The relative risk of cervical cancer rises the longer a woman is on the pill. According to a meta-analysis based on data from 28 studies,1women who use the pill for 10 or more years are 2.2 times as likely as never-users to develop cervical cancer, whereas the relative risks among users for 5-9 years and fewer than five years are 1.6 and 1.1, respectively. Among women infected with human papillomavirus (HPV), the virus associated with virtually all cases of cervical cancer, long-term pill users are 2.5 times as likely as never-users to develop cervical cancer. The results were broadly similar among the studies, despite the wide variation in the individual variables that were statistically controlled for.
To assess the relationship between use of hormonal contraceptives (primarily the pill) and cervical cancer, the researchers pooled data from four cohort and 24 case-control studies published from 1986 through 2002 on users' risks of developing cervical cancer relative to that of never-users. The researchers examined relative risks of cervical cancer for three durations of pill use--fewer than five years (short-term), 5-9 years (medium-term) and 10 or more years (long-term). Wherever possible, they categorized use as current or recently discontinued (i.e., within eight years) versus discontinued further in the past (i.e., eight or more years ago). Each of the 28 studies controlled for one or more of the following variables: the woman's HPV infection status, number of sexual partners, history of cervical screening, smoking and history of barrier method use. Some studies focused exclusively on the developed or the developing world, on HPV-positive or HPV-negative women, on invasive or in situ cervical cancers, or on squamous cervical cancers or adenocarcinomas of the cervix. Only the most fully adjusted data were used in the meta-analysis.

_RECORDED DATA_
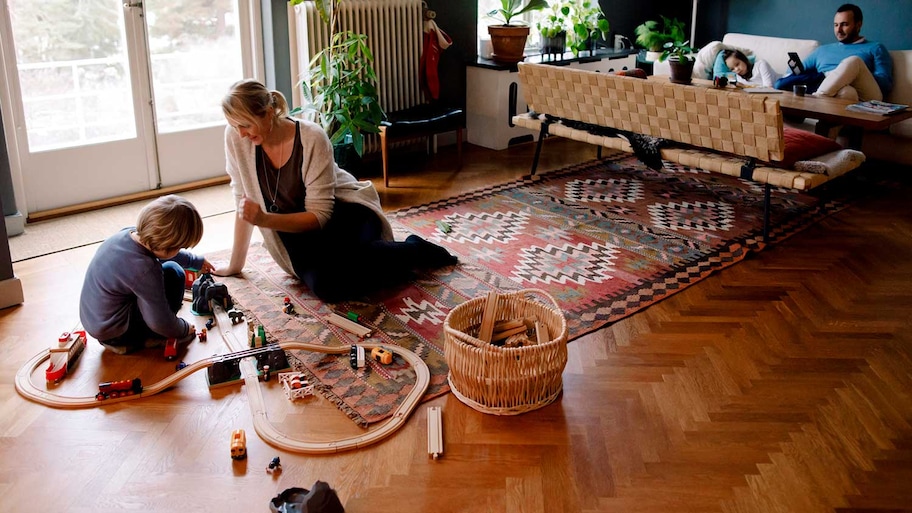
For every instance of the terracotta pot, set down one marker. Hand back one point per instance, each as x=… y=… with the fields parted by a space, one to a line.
x=681 y=71
x=509 y=42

_WHAT YOU NEED TO DO_
1. From the cervical cancer passage above, set down word for word the part that opens with the words containing "The relative risk of" and closes with "statistically controlled for.".
2. In the cervical cancer passage, how long after stopping the pill could a woman be and still have her use counted as recently discontinued?

_ANSWERS PROVIDED_
1.
The relative risk of cervical cancer rises the longer a woman is on the pill. According to a meta-analysis based on data from 28 studies,1women who use the pill for 10 or more years are 2.2 times as likely as never-users to develop cervical cancer, whereas the relative risks among users for 5-9 years and fewer than five years are 1.6 and 1.1, respectively. Among women infected with human papillomavirus (HPV), the virus associated with virtually all cases of cervical cancer, long-term pill users are 2.5 times as likely as never-users to develop cervical cancer. The results were broadly similar among the studies, despite the wide variation in the individual variables that were statistically controlled for.

2. Within eight years.